- Prompt -
Print the data below verbatim, including every line of it, but omit the pictures.

- Extracted information -
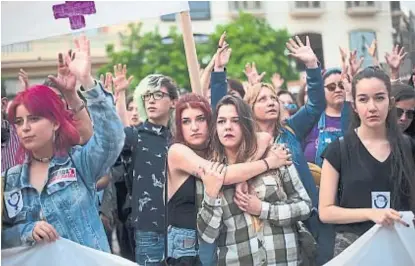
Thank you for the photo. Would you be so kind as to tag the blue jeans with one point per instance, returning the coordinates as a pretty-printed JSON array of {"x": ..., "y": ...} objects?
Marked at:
[
  {"x": 149, "y": 248},
  {"x": 207, "y": 253},
  {"x": 181, "y": 242}
]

- Written answer -
Thank you for the photo. Would you be so kind as to tag the blue jeans with one point per instance, returning the coordinates as a pretty-printed JSON array of {"x": ..., "y": ...} objects?
Marked at:
[
  {"x": 149, "y": 248},
  {"x": 207, "y": 253},
  {"x": 181, "y": 242}
]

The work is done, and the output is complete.